[Available records]
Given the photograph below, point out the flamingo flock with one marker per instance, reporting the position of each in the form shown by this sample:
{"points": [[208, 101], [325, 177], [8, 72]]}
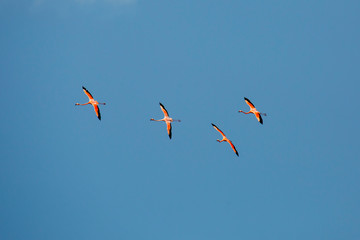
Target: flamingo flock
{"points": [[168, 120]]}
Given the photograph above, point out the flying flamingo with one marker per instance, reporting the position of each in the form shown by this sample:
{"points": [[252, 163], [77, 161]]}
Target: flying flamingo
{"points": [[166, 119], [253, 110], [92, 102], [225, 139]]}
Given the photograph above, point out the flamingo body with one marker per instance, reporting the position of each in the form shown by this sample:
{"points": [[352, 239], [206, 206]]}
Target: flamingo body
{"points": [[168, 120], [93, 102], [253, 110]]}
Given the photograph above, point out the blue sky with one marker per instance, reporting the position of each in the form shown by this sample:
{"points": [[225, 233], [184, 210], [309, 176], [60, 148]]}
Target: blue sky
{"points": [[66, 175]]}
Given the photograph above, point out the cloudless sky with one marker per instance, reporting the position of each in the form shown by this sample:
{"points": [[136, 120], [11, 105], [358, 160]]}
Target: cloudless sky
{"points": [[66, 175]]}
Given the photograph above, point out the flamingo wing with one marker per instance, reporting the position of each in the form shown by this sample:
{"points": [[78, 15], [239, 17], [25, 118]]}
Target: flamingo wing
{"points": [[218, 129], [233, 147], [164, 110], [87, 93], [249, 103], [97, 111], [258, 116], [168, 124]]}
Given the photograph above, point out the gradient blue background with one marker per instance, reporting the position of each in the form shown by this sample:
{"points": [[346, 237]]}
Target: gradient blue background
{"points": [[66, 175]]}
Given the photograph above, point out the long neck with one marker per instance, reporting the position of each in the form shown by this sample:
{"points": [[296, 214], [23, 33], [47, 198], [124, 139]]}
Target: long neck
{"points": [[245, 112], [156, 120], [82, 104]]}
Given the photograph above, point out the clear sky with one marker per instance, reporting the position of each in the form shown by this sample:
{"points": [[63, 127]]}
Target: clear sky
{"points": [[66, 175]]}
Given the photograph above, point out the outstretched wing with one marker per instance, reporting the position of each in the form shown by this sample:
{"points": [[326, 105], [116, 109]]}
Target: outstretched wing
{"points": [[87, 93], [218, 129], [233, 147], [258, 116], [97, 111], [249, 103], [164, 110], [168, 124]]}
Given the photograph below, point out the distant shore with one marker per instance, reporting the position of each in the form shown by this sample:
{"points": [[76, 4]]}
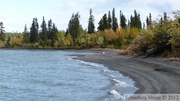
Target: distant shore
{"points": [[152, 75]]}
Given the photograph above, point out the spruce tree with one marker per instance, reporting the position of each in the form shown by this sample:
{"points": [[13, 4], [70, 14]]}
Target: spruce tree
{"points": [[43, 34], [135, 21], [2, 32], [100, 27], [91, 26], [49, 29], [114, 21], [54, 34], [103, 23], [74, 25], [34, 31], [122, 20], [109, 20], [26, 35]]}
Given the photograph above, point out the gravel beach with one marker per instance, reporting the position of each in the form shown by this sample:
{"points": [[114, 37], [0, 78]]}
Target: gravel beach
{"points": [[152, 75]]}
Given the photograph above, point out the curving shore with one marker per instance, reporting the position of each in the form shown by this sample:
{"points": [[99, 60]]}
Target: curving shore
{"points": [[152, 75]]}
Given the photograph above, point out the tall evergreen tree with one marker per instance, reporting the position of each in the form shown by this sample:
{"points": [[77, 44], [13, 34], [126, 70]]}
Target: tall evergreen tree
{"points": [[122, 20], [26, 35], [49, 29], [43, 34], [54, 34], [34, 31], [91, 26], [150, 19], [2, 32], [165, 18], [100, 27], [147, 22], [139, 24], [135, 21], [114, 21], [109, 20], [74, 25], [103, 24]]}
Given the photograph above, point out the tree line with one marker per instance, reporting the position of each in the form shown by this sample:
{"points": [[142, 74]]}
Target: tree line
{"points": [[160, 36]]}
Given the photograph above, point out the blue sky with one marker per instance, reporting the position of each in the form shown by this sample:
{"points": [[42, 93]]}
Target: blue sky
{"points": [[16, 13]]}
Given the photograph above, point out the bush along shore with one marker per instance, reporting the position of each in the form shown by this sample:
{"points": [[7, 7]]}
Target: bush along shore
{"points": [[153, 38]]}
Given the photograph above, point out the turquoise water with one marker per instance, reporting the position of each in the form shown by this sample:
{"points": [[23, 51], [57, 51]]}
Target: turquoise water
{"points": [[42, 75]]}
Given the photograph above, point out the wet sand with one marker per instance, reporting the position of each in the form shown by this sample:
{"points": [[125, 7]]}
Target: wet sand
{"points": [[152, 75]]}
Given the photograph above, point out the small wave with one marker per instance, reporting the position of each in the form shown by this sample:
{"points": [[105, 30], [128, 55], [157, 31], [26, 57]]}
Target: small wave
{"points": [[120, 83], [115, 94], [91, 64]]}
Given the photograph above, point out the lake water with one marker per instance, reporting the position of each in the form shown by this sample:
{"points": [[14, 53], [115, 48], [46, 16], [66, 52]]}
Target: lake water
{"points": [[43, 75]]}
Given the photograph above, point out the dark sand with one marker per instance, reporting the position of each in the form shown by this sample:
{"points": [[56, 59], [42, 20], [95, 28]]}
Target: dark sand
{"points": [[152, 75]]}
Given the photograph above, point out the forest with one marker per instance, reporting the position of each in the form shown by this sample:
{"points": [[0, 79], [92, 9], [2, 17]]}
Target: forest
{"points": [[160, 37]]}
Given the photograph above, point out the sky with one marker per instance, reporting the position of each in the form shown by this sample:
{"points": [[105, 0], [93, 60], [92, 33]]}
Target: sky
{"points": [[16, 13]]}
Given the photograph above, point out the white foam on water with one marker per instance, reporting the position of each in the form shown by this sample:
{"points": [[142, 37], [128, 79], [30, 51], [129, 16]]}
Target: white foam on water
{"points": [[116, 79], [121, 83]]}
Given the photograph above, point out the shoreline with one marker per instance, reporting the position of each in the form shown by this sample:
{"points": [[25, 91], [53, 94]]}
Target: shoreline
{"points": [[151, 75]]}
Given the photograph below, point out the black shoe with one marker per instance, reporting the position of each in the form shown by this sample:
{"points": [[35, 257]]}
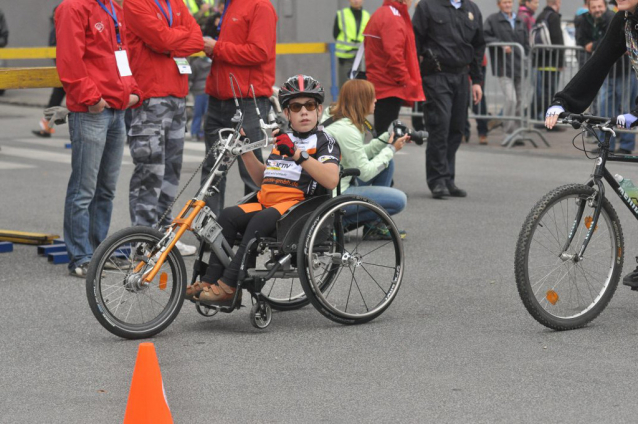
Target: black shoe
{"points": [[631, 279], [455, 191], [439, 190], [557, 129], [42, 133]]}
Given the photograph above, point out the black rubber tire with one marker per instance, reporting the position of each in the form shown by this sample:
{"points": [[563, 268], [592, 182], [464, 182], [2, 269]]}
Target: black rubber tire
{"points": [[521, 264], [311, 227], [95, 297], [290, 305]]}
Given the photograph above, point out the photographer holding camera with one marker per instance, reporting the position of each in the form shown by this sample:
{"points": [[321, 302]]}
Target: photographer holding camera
[/Available records]
**Required action**. Write the records above out again word for word, skipping each picture.

**Task output**.
Given the photograph below, point out the flamingo flock with one marker per instance, reporting the position of each in the form shown by this sample:
{"points": [[208, 101], [325, 177], [8, 72]]}
Target: flamingo flock
{"points": [[168, 120]]}
Given the photograph above, point out the flying flamingo with one marker per instance, reporting the position of each in the form shown by this sample:
{"points": [[252, 163], [77, 161]]}
Target: flying flamingo
{"points": [[166, 119], [253, 110], [92, 102], [225, 139]]}
Given the photograph above, point out the flamingo body with one marker per instance, reporting the position of each in the form shown by this sample:
{"points": [[352, 239], [206, 206]]}
Target: flamingo body
{"points": [[168, 120], [93, 102], [253, 110]]}
Given the photograph above, point out the blue sky with one marker per instance, reporting the position of each in the form shown by this sample:
{"points": [[225, 233], [184, 210], [309, 176], [60, 148]]}
Target: blue sky
{"points": [[66, 175]]}
Given the photograph above, point out the cloudless sky with one marker per instance, reporting the position of each in the form shown by this sample:
{"points": [[136, 120], [11, 105], [358, 160]]}
Target: cloudless sky
{"points": [[66, 175]]}
Given the photograph above, point out the flamingo wing with one marker per instance, reporting the position of each in the form shown by this sample:
{"points": [[78, 15], [239, 17], [25, 118]]}
Target: flamingo wing
{"points": [[218, 129], [233, 147], [164, 110], [87, 93], [249, 103], [97, 111], [258, 116], [168, 124]]}
Given the photograph above, point out the gradient blue background with one marker per instance, reporting the position of each in the form shown by this sample:
{"points": [[346, 237]]}
Target: gradient blue background
{"points": [[66, 175]]}
Given the photograph above, point out the long neck with one marker per instance, reporting the position of each in the form shown by this sample:
{"points": [[296, 214], [23, 33], [47, 198], [124, 139]]}
Target: long neck
{"points": [[245, 112], [156, 120], [82, 104]]}
Given the photograph above, point out the clear sky with one marker per instance, reporting the position of each in the form shown by this sample:
{"points": [[63, 127]]}
Target: clear sky
{"points": [[66, 175]]}
Given the photograph above, point out the outstretched wing with one marker per instance, reporting the position of each in the form shown by this sample:
{"points": [[326, 105], [116, 109]]}
Target: outstretched wing
{"points": [[87, 93], [218, 129], [233, 147], [258, 116], [97, 111], [249, 103], [164, 110], [168, 124]]}
Given the photograph below, point out the distant shore with one marker per instance, reporting the position of each in the form shown by this sample:
{"points": [[76, 4]]}
Target: distant shore
{"points": [[152, 75]]}
Given the photograph above, point out the spruce tree with one marker per instance, reporting the position of each in the form shown by this sample:
{"points": [[13, 4], [70, 14]]}
Target: spruce tree
{"points": [[43, 34], [135, 21], [2, 32], [100, 27], [91, 26], [49, 29], [114, 21], [54, 34], [103, 23], [74, 25], [34, 31], [122, 20], [109, 20], [26, 35]]}
Given the photograph above, point out the gravel beach with one marker per instance, reporting the position of each in the form shown by this sample:
{"points": [[114, 37], [0, 78]]}
Target: gravel beach
{"points": [[152, 75]]}
Given the photograph above, point out the curving shore with one marker per instance, reporting the position of each in the form shown by this sample:
{"points": [[99, 60]]}
Target: curving shore
{"points": [[152, 75]]}
Given the photograph above, point out the tall evergreen tree with one marker per instance, reporting the position of each in the form shown by this sample:
{"points": [[77, 44], [13, 34], [126, 70]]}
Target: tall evergreen tree
{"points": [[122, 20], [26, 35], [49, 29], [43, 34], [54, 34], [34, 31], [91, 26], [150, 19], [2, 32], [165, 18], [100, 27], [147, 22], [139, 24], [135, 21], [114, 21], [109, 20], [74, 25], [103, 24]]}
Given the photograph above, point out the tree line with one marker per instance, reporting the position of each in the form shown by this sample:
{"points": [[142, 74]]}
Target: tree line
{"points": [[160, 36]]}
Given the photograph above, point out the blue sky with one marker per instance, reporting the position of each in the form shown by this sample:
{"points": [[42, 93]]}
Target: blue sky
{"points": [[16, 13]]}
Given the photograph above, point out the bush along shore with one marker per instance, reporting the position of each in the form shown by this sample:
{"points": [[7, 7]]}
Target: bush along shore
{"points": [[153, 38]]}
Given the photograph above, point out the turquoise water with one marker per instance, reporting the position of each in the form shown by this sample:
{"points": [[23, 51], [57, 51]]}
Target: turquoise water
{"points": [[42, 75]]}
Given the photograph above, point out the wet sand with one marker per instance, reporting the position of each in the form shown by this sample:
{"points": [[125, 7]]}
Target: wet sand
{"points": [[152, 75]]}
Given the photograph above, point out the small wave with one marker per instance, reporting the position of each in the form shown by this sample:
{"points": [[105, 30], [128, 55], [157, 31], [26, 57]]}
Target: small wave
{"points": [[120, 83], [115, 94], [91, 64]]}
Given the photograph above, point out the lake water with one marker per instance, reporting the position of each in the form shown by this sample:
{"points": [[14, 53], [115, 48], [46, 16], [66, 52]]}
Target: lake water
{"points": [[43, 75]]}
Given the photograph above, point out the dark sand with one marker per instance, reporting the position of each in the form shown by this sample:
{"points": [[56, 59], [42, 20], [95, 28]]}
Target: dark sand
{"points": [[152, 75]]}
Given the photograph above, point out the forest with one marker per instance, reporting the position of each in the form shown by this sample:
{"points": [[0, 79], [92, 9], [2, 17]]}
Target: forest
{"points": [[160, 37]]}
Given the photograph above, point out the sky with one marker per instance, reporting the position of each in the form shown by this sample:
{"points": [[105, 0], [93, 60], [92, 33]]}
Target: sky
{"points": [[16, 13]]}
Given the photograph above, point out the white foam on water with one marker per instance, reporting the position of each in the form shown by this sample:
{"points": [[142, 37], [128, 79], [30, 51], [129, 16]]}
Target: white foam on water
{"points": [[116, 79], [121, 83]]}
Given the photograph above, point out the shoreline with one marker per instance, reporting the position of each in the form shown by this sample:
{"points": [[25, 91], [53, 94]]}
Target: shoreline
{"points": [[151, 75]]}
Given the photograph below, point out the black shoe with one marker per instance, reporting the position of each in the form shown by this sample:
{"points": [[35, 257]]}
Target: black shoe
{"points": [[631, 279], [455, 191], [439, 190], [557, 129], [42, 133]]}
Given the photograph above, point out the black rubber tire with one marker per instance, reporting the position of each in the form shown by this sample:
{"points": [[563, 268], [592, 182], [464, 182], [2, 269]]}
Target: black rubber tire
{"points": [[521, 264], [311, 227], [95, 297], [290, 305]]}
Given the photograph above, point out the photographer holding camera with one marker per instance, reporting the position of each in the form shown by this sample:
{"points": [[321, 302]]}
Target: photographer holding camera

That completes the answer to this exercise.